*** Opening Supplied text ***
Following a freedom of information request by an anti arms sales group, it has become apparent that the UK military has recently been responsible for training foreign military forces from over 150 countries around the world, equating to some two thirds of all countries, and it has included tasks ranging from battle training to military band practice.

Whereas this could be seen as a sensible way of making money, the reality is that some 15 of the countries who have paid for the training have been reviewed by the British authorities for violations of human rights, raising the question as to just how serious the British are when it comes to human rights, and why they would agree to train such countries?

This is a difficult situation in that the opposition parties in Parliament have raised the question. The campaigning organisation at the centre of the current story, Campaign Against Arms Trade (CAAT), has tried through the courts to bring into force a more coherent British ethical foreign policy. But that has not happened so far and the Minister of Defence considers that its relationships, particularly with certain Gulf monarchies, is very strong and important to Britain and, therefore, it is basically giving them a green card to go ahead and do what they want.

Jonathan Fryer, Author and Lecturer

Media spokesman for Campaign Against Arms Trade (CAAT), Andrew Smith, was quoted as saying that the act raises a very serious question for the British government asking why they are so readily willing to support countries that apply repressive laws and have been accused of torture, or have a known history of human rights violations.

British government downplayed allegations

Yet the British government and military complex downplayed the allegations, stating that such cooperation was merely part of the statecraft designed to improve international diplomatic relations, claiming that all decisions are made on a country by country basis.

With the UK on its knees financially from the impact of Brexit and the COVID-19 pandemic, it seems that when it comes to income, one can turn a blind eye to certain events, as every little bit helps when it comes to earning money.
*** Closing Supplied text ***
**Problem to work on**: In the text on British military training of foreign forces, how many of the countries that paid for the training had been reviewed by British authorities for human rights violations?
*** Opening Data to examine ***
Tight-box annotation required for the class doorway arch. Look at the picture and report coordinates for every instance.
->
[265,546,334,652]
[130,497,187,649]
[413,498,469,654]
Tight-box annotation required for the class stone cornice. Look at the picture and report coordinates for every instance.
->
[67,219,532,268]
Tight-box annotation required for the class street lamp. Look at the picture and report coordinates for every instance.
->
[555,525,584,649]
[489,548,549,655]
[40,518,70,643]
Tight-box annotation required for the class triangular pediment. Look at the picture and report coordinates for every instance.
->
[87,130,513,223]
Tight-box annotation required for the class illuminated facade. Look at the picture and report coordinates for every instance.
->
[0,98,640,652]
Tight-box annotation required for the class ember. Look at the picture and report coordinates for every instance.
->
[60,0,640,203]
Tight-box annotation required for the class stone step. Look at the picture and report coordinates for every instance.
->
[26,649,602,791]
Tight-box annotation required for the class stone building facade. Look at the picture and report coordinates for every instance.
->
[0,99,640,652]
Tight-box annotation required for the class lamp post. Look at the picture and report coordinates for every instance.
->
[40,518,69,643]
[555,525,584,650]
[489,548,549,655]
*** Closing Data to examine ***
**Exercise response**: Some 15 of them.